## DATA ROWS:
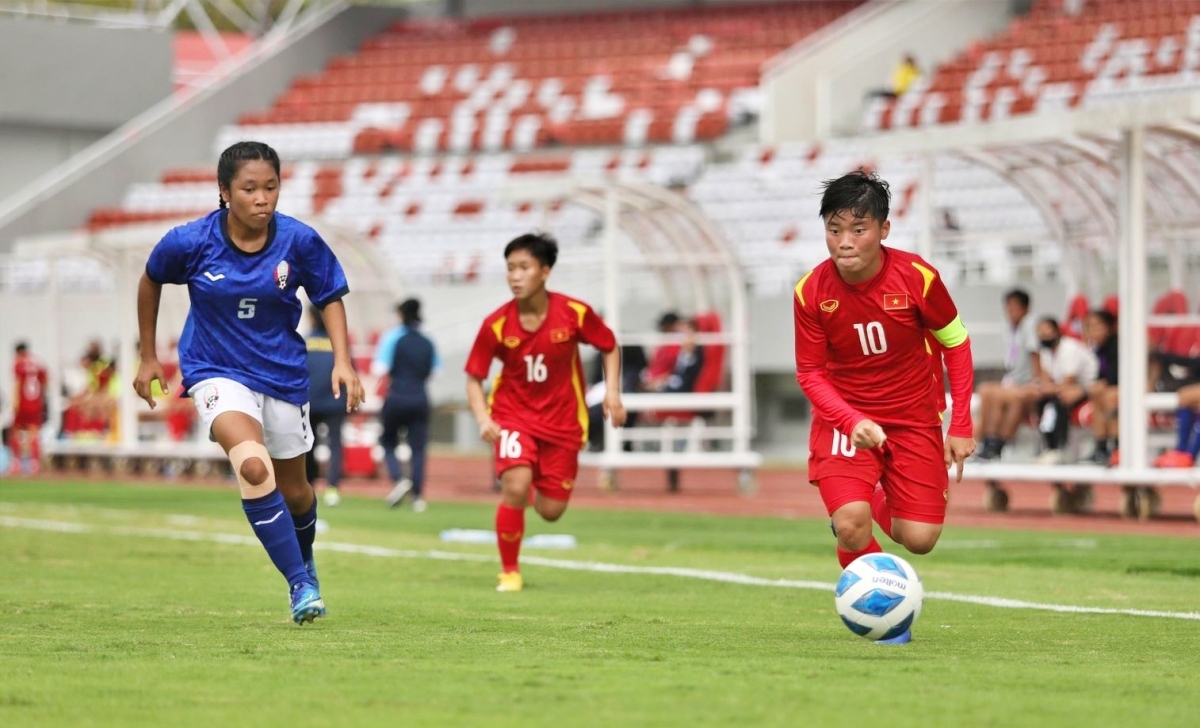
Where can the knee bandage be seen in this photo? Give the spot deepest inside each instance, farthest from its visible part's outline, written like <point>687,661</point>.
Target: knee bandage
<point>244,451</point>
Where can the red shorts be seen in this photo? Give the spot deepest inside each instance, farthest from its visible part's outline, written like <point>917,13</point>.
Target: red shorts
<point>910,465</point>
<point>28,417</point>
<point>555,467</point>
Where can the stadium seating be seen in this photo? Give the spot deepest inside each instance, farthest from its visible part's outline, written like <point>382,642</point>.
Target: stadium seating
<point>630,78</point>
<point>1111,52</point>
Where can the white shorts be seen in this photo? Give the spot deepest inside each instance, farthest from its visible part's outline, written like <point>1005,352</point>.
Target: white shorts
<point>286,428</point>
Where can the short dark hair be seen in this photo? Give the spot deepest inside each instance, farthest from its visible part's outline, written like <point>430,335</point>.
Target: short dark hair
<point>237,155</point>
<point>541,246</point>
<point>1019,295</point>
<point>1105,317</point>
<point>409,311</point>
<point>861,193</point>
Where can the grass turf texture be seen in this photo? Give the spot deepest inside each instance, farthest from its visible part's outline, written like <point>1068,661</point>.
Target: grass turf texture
<point>108,630</point>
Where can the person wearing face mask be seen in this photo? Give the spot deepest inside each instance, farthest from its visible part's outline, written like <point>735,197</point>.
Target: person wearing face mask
<point>1101,329</point>
<point>1005,404</point>
<point>1068,367</point>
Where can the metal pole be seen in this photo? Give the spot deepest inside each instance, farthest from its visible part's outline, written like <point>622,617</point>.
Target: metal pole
<point>54,365</point>
<point>127,410</point>
<point>612,292</point>
<point>1132,287</point>
<point>925,208</point>
<point>739,350</point>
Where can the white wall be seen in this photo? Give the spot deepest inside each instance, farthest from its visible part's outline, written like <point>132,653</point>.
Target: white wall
<point>816,89</point>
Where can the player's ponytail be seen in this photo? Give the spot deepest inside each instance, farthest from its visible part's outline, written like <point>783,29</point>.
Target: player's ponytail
<point>233,158</point>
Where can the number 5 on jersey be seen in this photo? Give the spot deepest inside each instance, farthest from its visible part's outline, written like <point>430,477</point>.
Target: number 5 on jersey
<point>535,368</point>
<point>510,444</point>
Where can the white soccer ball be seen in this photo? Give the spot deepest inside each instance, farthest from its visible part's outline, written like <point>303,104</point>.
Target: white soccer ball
<point>879,596</point>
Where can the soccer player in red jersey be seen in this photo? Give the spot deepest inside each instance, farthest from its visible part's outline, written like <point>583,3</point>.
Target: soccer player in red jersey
<point>535,416</point>
<point>873,328</point>
<point>27,425</point>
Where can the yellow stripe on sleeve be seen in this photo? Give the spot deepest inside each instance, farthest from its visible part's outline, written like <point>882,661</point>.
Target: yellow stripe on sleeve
<point>799,287</point>
<point>581,310</point>
<point>928,275</point>
<point>952,335</point>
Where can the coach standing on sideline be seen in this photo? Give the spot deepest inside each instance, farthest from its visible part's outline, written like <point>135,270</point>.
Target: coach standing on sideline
<point>413,359</point>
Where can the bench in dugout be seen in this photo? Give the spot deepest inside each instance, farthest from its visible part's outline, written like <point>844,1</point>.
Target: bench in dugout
<point>685,429</point>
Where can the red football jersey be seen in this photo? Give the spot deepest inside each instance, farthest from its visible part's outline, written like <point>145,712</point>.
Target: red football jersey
<point>30,379</point>
<point>865,350</point>
<point>540,386</point>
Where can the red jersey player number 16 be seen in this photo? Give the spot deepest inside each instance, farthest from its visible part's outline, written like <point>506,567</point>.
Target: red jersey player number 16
<point>874,326</point>
<point>535,416</point>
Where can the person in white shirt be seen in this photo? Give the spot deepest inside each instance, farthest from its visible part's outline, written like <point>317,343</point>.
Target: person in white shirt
<point>1068,367</point>
<point>1005,404</point>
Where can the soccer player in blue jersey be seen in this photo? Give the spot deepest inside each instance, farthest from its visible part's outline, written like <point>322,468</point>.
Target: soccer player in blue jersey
<point>243,360</point>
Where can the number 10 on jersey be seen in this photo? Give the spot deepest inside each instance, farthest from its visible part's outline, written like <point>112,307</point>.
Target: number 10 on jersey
<point>870,337</point>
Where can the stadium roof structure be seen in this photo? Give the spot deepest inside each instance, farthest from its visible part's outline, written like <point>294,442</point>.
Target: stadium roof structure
<point>1127,180</point>
<point>693,263</point>
<point>124,250</point>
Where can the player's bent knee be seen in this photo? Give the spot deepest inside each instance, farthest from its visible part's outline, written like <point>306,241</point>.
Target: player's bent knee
<point>252,467</point>
<point>921,541</point>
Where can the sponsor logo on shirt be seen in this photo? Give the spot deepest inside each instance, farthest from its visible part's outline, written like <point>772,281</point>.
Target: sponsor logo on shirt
<point>281,274</point>
<point>210,397</point>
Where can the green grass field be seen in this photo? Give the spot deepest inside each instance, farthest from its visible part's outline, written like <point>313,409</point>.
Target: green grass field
<point>136,611</point>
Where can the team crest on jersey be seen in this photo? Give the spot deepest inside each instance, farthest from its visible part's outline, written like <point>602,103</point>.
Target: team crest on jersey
<point>281,274</point>
<point>210,397</point>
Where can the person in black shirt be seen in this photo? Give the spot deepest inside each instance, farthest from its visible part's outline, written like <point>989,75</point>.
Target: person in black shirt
<point>1101,329</point>
<point>407,407</point>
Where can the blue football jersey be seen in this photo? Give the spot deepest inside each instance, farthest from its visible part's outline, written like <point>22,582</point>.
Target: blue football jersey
<point>245,310</point>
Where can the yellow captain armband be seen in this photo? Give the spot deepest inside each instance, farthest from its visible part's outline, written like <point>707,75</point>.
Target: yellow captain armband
<point>952,335</point>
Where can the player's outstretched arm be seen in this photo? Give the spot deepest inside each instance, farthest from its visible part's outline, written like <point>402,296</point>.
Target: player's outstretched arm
<point>149,368</point>
<point>612,407</point>
<point>489,431</point>
<point>343,375</point>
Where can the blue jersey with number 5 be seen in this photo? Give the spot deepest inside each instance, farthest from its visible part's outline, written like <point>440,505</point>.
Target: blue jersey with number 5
<point>245,311</point>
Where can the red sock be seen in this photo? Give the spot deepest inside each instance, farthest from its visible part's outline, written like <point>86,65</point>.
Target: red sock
<point>846,557</point>
<point>509,531</point>
<point>35,445</point>
<point>881,511</point>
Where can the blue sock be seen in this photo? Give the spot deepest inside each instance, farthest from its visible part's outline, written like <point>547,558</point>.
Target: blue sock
<point>306,529</point>
<point>269,518</point>
<point>1185,420</point>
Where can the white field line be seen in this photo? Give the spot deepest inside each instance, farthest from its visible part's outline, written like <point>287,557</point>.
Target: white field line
<point>593,566</point>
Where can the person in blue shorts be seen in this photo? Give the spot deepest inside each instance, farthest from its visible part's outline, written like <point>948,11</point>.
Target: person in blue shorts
<point>243,360</point>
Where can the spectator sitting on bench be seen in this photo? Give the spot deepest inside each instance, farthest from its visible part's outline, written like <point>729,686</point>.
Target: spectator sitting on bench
<point>1101,330</point>
<point>1068,367</point>
<point>1003,404</point>
<point>1182,374</point>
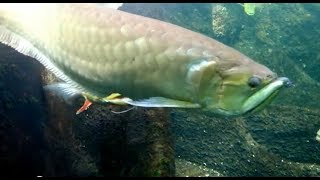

## TASK REQUIREMENTS:
Convert all of the data above into a JSON list of strings with one string per line, skipping blank lines and leaving the pictures out.

## RESPONSE TO THIS EXERCISE:
[
  "Where can the knee bandage be seen in this photo? Give the spot deepest inside each instance, farthest from its visible part's outline, written like <point>687,661</point>.",
  "Target: knee bandage",
  "<point>244,451</point>",
  "Where can the red shorts be seen in this photo? Give the spot deepest inside each instance, farthest from its visible part's outline, written like <point>917,13</point>.",
  "Target: red shorts",
  "<point>910,465</point>",
  "<point>28,417</point>",
  "<point>555,467</point>",
  "Where can the stadium seating be seen in this photo? Give the spot deepest inside each instance, farthest from its visible part's outline, written like <point>382,642</point>.",
  "Target: stadium seating",
  "<point>630,78</point>",
  "<point>1111,52</point>",
  "Where can the white shorts be seen in this photo? Give the spot deepest inside each instance, farthest from its visible part's outline, written like <point>1005,352</point>.",
  "Target: white shorts",
  "<point>286,428</point>",
  "Where can the short dark hair be seen in this photo? Give the spot deepest inside each instance, farthest from its visible part's outline, written like <point>430,335</point>.",
  "Target: short dark hair",
  "<point>237,155</point>",
  "<point>541,246</point>",
  "<point>1019,295</point>",
  "<point>1105,317</point>",
  "<point>409,311</point>",
  "<point>861,193</point>",
  "Where can the grass turf texture be seen in this photo? Give the spot deepest inside each instance, farthest from its visible part's outline, written like <point>1068,661</point>.",
  "Target: grass turf texture",
  "<point>108,630</point>",
  "Where can the person wearing face mask be seen in this photo? Give the spot deepest inside each instance, farthest from its visible part's outline, written like <point>735,197</point>.",
  "Target: person wearing face mask",
  "<point>1101,329</point>",
  "<point>1005,404</point>",
  "<point>1068,367</point>",
  "Where can the metal pole be seen in this photo? Give the spot deepest inside each instance, farthest from its visible part's outline, written like <point>622,617</point>.",
  "Target: metal pole",
  "<point>54,365</point>",
  "<point>127,410</point>",
  "<point>612,292</point>",
  "<point>1132,287</point>",
  "<point>925,208</point>",
  "<point>739,350</point>",
  "Where can the white wall be seen in this photo? Give the spot deepest inside each instance, farthest from its visible part's outline, written like <point>132,653</point>.",
  "Target: white wall",
  "<point>816,89</point>",
  "Where can the player's ponytail be seen in this photo? Give the spot deepest inside each instance, farthest from its visible part's outline, written like <point>783,29</point>.",
  "Target: player's ponytail",
  "<point>233,158</point>",
  "Where can the number 5 on jersey be seen in this photo? Give the spot deepest inside each instance, farthest from its visible part's outline, written like <point>430,477</point>.",
  "Target: number 5 on jersey",
  "<point>535,368</point>",
  "<point>510,444</point>",
  "Where can the white soccer ball be seen in this photo? Give the spot deepest inside each instance, farthest from its visible part's outline, written like <point>303,104</point>.",
  "Target: white soccer ball",
  "<point>879,596</point>",
  "Where can the soccer player in red jersey be seen in this photo? Give the spot deepest inside each instance, farthest from its visible part's outline, written like <point>583,3</point>.",
  "Target: soccer player in red jersey",
  "<point>535,416</point>",
  "<point>873,328</point>",
  "<point>27,425</point>",
  "Where can the yellow stripe on sleeve be seen in this photo? Give the spot deepest inside each instance, farthest from its visible part's outline, written like <point>882,661</point>.",
  "Target: yellow stripe on sleeve",
  "<point>799,287</point>",
  "<point>581,310</point>",
  "<point>928,275</point>",
  "<point>952,335</point>",
  "Where can the coach standing on sideline be seen in this photo? Give the spot deepest inside each instance, farthest from its visible part's outline, written like <point>135,270</point>.",
  "Target: coach standing on sideline",
  "<point>413,359</point>",
  "Where can the bench in dugout be seen in this photo? Give the spot deepest inside each instance, farthest from its visible part's outline, written like <point>844,1</point>.",
  "Target: bench in dugout",
  "<point>685,429</point>",
  "Where can the red football jersey be seen in this photo? Give the spot deepest inside each instance, farthest from its visible part's outline, written like <point>145,712</point>.",
  "Target: red football jersey",
  "<point>30,379</point>",
  "<point>865,350</point>",
  "<point>540,386</point>",
  "Where can the red jersey player number 16 be seen in this photo? Give the spot deepest inside each instance, farthest from its visible part's outline, written like <point>506,567</point>.",
  "Target: red jersey player number 16",
  "<point>874,326</point>",
  "<point>535,416</point>",
  "Where can the person in white shirt be seen in this photo? Give the spot deepest inside each instance, farthest from its visible part's outline, written like <point>317,343</point>.",
  "Target: person in white shirt",
  "<point>1068,367</point>",
  "<point>1005,404</point>",
  "Where can the soccer player in blue jersey be seen in this photo? Give the spot deepest inside each instance, farthest from its visible part's outline, written like <point>322,468</point>.",
  "Target: soccer player in blue jersey",
  "<point>243,360</point>",
  "Where can the number 10 on jersey be seen in this photo? Give the spot deepest inside each instance, farthest from its visible part's outline, written like <point>112,307</point>.",
  "Target: number 10 on jersey",
  "<point>870,337</point>",
  "Where can the stadium roof structure be seen in this photo? Give the spot deepest inside each instance, farthest from its visible part's outline, written like <point>294,442</point>.",
  "Target: stadium roof structure",
  "<point>1127,180</point>",
  "<point>693,263</point>",
  "<point>124,250</point>",
  "Where can the player's bent knee be seen in this photo? Give the spot deepest inside each instance, farthest from its visible part's outline, written like <point>306,241</point>.",
  "Target: player's bent knee",
  "<point>252,467</point>",
  "<point>921,541</point>",
  "Where can the sponsor logo on shirt be seen in this photo? Give the spot deepest inside each instance, farthest from its visible part's outline, written like <point>772,281</point>.",
  "Target: sponsor logo on shirt",
  "<point>281,274</point>",
  "<point>210,397</point>",
  "Where can the green grass field be seen in this photo? Give the spot deepest inside each instance, farthest from its visible part's outline, written like <point>313,409</point>.",
  "Target: green grass field",
  "<point>136,611</point>",
  "Where can the team crest on jersey be seen in this photo? Give the spot deepest inside each instance, farthest from its visible part's outline, written like <point>602,103</point>.",
  "Target: team crest on jersey",
  "<point>281,274</point>",
  "<point>210,397</point>",
  "Where can the person in black shirt be seen in this photo? Give the spot deepest inside each instance, farthest from its visible part's outline, written like <point>989,75</point>.",
  "Target: person in black shirt",
  "<point>1101,329</point>",
  "<point>407,407</point>",
  "Where can the blue football jersey be seen in this photo? Give the spot deepest inside each instance, farthest from its visible part's outline, written like <point>22,582</point>.",
  "Target: blue football jersey",
  "<point>245,310</point>",
  "Where can the yellow captain armband be seen in this photo? Give the spot deepest inside each instance, farthest from its visible part's outline, written like <point>707,75</point>.",
  "Target: yellow captain armband",
  "<point>952,335</point>",
  "Where can the player's outstretched arm be seen in this photo? Give the spot deepest inside each instance, farthest from its visible part's outline, written like <point>402,296</point>.",
  "Target: player's outstretched arm",
  "<point>149,368</point>",
  "<point>612,407</point>",
  "<point>489,431</point>",
  "<point>343,375</point>",
  "Where can the blue jersey with number 5 be seen in this photo? Give the spot deepest inside each instance, farthest from its visible part's outline, written like <point>440,505</point>.",
  "Target: blue jersey with number 5",
  "<point>245,311</point>",
  "Where can the red sock be seen in this photo? Give the spot deepest inside each instance, farthest from its visible part's outline, written like <point>86,65</point>.",
  "Target: red sock",
  "<point>846,557</point>",
  "<point>509,531</point>",
  "<point>35,445</point>",
  "<point>881,511</point>",
  "Where can the blue sock be seen in this photo? Give the spot deepest inside each instance, farthest from its visible part's outline, written like <point>547,558</point>.",
  "Target: blue sock",
  "<point>306,529</point>",
  "<point>269,518</point>",
  "<point>1185,420</point>",
  "Where can the white field line be seen in this photo? Give the spot deepest inside each instance, farthest from its visible part's outline, written like <point>287,557</point>.",
  "Target: white field line",
  "<point>593,566</point>",
  "Where can the person in blue shorts be seen in this photo? Give the spot deepest inside each instance, farthest from its visible part's outline, written like <point>948,11</point>.",
  "Target: person in blue shorts",
  "<point>243,360</point>",
  "Where can the spectator sitting on bench be seen in this photo? Give the spot deepest inside each instance, farthest from its visible part's outline, written like <point>729,686</point>.",
  "Target: spectator sitting on bench",
  "<point>1101,330</point>",
  "<point>1068,367</point>",
  "<point>1003,404</point>",
  "<point>1182,374</point>"
]